**EXERCISE BRIEF:** Nothing other than the lines from the one containing "For practice, label the blue and" through the close of the entries below should be printed, each exactly.

>>

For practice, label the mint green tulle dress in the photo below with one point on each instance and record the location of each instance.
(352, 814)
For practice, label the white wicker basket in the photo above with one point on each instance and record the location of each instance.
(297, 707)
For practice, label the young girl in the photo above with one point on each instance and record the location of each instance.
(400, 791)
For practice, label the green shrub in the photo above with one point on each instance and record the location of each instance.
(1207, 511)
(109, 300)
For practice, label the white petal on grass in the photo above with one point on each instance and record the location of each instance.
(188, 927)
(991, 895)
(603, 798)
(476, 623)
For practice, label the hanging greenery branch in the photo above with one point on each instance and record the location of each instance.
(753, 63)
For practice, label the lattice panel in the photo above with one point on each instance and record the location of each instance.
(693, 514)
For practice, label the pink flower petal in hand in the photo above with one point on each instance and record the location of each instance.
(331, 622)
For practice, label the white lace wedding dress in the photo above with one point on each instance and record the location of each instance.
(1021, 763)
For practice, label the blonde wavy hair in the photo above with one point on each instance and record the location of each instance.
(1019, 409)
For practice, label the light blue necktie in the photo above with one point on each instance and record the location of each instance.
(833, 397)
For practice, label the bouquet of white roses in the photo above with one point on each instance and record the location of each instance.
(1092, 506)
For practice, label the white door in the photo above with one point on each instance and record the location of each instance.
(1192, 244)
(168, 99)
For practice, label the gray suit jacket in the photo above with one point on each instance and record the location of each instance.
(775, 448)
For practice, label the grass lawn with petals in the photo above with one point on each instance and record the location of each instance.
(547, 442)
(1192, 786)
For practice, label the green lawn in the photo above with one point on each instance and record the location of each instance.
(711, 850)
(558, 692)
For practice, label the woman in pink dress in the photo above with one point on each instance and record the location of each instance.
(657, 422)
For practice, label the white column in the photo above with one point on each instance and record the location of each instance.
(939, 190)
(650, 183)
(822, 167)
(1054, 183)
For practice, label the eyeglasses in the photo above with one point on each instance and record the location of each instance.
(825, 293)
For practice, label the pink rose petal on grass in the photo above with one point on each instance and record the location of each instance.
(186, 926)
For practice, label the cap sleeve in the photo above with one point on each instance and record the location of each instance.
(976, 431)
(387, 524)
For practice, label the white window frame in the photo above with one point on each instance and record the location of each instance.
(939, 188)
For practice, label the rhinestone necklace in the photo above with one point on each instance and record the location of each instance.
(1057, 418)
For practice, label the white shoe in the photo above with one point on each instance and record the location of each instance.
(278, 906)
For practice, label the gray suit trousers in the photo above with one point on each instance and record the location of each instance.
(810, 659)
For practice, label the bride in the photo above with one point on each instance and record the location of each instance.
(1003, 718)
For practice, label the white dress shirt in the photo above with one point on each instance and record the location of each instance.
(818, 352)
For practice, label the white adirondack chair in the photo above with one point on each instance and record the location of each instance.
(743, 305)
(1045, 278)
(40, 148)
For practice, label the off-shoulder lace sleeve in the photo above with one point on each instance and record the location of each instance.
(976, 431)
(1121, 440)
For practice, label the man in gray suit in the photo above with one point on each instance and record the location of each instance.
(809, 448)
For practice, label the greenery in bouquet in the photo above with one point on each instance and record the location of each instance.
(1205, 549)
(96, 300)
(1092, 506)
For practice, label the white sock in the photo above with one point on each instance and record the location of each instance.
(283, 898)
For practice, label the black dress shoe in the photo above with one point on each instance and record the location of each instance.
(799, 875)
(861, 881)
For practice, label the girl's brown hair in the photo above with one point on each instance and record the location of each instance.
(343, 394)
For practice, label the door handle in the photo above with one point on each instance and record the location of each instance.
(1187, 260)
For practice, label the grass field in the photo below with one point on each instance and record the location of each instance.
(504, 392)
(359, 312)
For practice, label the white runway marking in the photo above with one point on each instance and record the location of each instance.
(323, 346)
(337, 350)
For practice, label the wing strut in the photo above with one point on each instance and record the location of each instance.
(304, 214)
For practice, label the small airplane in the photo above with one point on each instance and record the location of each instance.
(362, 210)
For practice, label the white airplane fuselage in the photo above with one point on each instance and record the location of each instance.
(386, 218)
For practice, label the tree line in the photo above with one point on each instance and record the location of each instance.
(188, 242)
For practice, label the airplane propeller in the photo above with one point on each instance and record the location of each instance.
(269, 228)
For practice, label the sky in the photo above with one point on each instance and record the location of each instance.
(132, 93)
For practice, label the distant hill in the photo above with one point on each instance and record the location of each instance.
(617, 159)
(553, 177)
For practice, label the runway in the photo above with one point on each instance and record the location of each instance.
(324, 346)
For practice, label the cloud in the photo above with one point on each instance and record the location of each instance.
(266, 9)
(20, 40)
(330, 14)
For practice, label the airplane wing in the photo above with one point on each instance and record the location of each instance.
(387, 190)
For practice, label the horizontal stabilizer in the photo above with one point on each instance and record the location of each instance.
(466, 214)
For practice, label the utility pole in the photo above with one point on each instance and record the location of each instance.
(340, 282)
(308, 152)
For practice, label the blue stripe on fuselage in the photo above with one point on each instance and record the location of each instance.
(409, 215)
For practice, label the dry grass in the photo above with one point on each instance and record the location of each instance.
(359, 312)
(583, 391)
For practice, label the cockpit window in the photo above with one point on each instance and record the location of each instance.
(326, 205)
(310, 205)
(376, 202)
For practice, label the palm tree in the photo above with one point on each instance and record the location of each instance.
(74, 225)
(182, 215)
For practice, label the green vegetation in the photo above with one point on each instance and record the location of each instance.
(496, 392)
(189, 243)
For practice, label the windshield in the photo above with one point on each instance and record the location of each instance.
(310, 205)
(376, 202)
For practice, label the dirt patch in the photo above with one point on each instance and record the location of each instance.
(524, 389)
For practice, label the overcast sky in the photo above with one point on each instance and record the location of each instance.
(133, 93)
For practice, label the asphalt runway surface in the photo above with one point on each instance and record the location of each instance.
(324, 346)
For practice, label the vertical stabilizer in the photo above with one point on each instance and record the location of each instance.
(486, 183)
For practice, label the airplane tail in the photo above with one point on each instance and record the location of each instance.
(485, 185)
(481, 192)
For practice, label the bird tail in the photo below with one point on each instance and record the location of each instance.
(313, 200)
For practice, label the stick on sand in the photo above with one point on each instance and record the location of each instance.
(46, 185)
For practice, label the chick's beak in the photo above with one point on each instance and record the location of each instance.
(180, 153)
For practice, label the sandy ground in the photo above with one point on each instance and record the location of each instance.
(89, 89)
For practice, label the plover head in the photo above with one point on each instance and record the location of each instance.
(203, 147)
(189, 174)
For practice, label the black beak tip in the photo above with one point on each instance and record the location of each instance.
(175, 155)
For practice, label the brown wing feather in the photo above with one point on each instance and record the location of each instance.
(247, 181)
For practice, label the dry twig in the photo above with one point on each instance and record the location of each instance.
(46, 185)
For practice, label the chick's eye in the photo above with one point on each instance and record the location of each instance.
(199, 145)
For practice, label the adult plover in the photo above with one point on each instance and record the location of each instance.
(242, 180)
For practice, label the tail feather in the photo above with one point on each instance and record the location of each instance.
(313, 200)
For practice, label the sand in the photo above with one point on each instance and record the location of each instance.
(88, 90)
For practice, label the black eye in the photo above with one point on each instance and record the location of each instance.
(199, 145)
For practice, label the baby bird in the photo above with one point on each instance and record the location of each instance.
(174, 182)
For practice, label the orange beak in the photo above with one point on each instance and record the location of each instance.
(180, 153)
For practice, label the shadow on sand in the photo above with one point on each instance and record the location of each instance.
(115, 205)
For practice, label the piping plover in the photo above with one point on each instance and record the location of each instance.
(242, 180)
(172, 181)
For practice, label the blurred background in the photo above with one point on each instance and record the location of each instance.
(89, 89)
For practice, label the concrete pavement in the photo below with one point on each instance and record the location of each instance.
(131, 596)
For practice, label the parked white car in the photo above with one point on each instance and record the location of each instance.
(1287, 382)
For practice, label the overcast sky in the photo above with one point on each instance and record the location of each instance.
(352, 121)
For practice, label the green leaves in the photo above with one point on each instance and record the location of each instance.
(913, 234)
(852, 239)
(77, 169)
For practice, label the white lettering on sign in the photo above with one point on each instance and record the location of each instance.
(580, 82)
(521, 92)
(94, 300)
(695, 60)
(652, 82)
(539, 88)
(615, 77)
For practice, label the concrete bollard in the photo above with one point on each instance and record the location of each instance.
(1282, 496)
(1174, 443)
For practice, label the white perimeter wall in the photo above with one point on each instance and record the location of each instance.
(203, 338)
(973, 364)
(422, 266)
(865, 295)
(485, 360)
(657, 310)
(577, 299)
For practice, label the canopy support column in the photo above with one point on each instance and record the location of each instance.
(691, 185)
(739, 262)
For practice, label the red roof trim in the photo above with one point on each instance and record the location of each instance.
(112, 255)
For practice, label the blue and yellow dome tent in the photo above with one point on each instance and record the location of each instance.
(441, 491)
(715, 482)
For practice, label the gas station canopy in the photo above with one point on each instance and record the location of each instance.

<<

**TASK ANSWER:**
For practice, label the blue and yellow dome tent in the photo above with one point on each instance and record the location of each instance.
(441, 491)
(715, 482)
For practice, label the gas station canopy in the photo above with one point on each instance and record the location of each instance.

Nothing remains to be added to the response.